### THE PROBLEM
List the name of every function defined with def in the newswire topic classification text.

### PASSAGE GIVEN
## start

## Classifying Newswire Topics
*A multiclass classification example*
### Loading to Dataset
Load the Reuters dataset containing 11.228 newswires (reduced to the 10.000 most occurring words), in 46 mutually 
exclusive topics.

In [2]:
# for running on CPU only (Laptop)
import os
# (opt.) force CPU use
os.environ["CUDA_DEVICE_ORDER"] = "PCI_BUS_ID"
os.environ["CUDA_VISIBLE_DEVICES"] = "-1"

In [3]:
from keras.datasets import reuters

# load data and split into train (8.982/~80%) and test (2.246/~20%) data
(train_data, train_labels), (test_data, test_labels) = reuters.load_data(num_words=10000)

# reverse index mapping and decode sample
word_index = reuters.get_word_index()
reverse_word_index = dict([(val, key) for (key, val) in word_index.items()])
def decode_newswire(newswire):
    return " ".join([reverse_word_index.get(i-3, "?") for i in newswire])
print(decode_newswire(train_data[0]))

Using TensorFlow backend.


Downloading data from https://s3.amazonaws.com/text-datasets/reuters_word_index.json
? ? ? said as a result of its december acquisition of space co it expects earnings per share in 1987 of 1 15 to 1 30 dlrs per share up from 70 cts in 1986 the company said pretax net should rise to nine to 10 mln dlrs from six mln dlrs in 1986 and rental operation revenues to 19 to 22 mln dlrs from 12 5 mln dlrs it said cash flow per share this year should be 2 50 to three dlrs reuter 3


### Preparing the Data

In [4]:
import numpy as np

# function to vectorize data
def vectorize_sequences(sequences, dimension=10000):
    results = np.zeros((len(sequences), dimension))
    for i, sequence in enumerate(sequences):
        results[i, sequence] = 1
    return results

# vectorize data
x_train = vectorize_sequences(train_data)
x_test = vectorize_sequences(test_data)

# function to "one-hot" encode
def encode_one_hot(labels, dimension=46):
    results = np.zeros((len(labels), dimension))
    for i, label in enumerate(labels):
        results[i, label] = 1
    return results

# vectorize labels
one_hot_train_labels = encode_one_hot(train_labels)
one_hot_test_labels = encode_one_hot(test_labels)

## end

### AVAILABLE DATA
## start

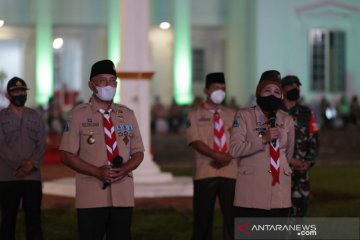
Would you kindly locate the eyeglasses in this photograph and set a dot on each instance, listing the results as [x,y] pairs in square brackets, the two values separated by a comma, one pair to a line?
[102,82]
[18,92]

## end

### FINISHED ANSWER
decode_newswire, vectorize_sequences, encode_one_hot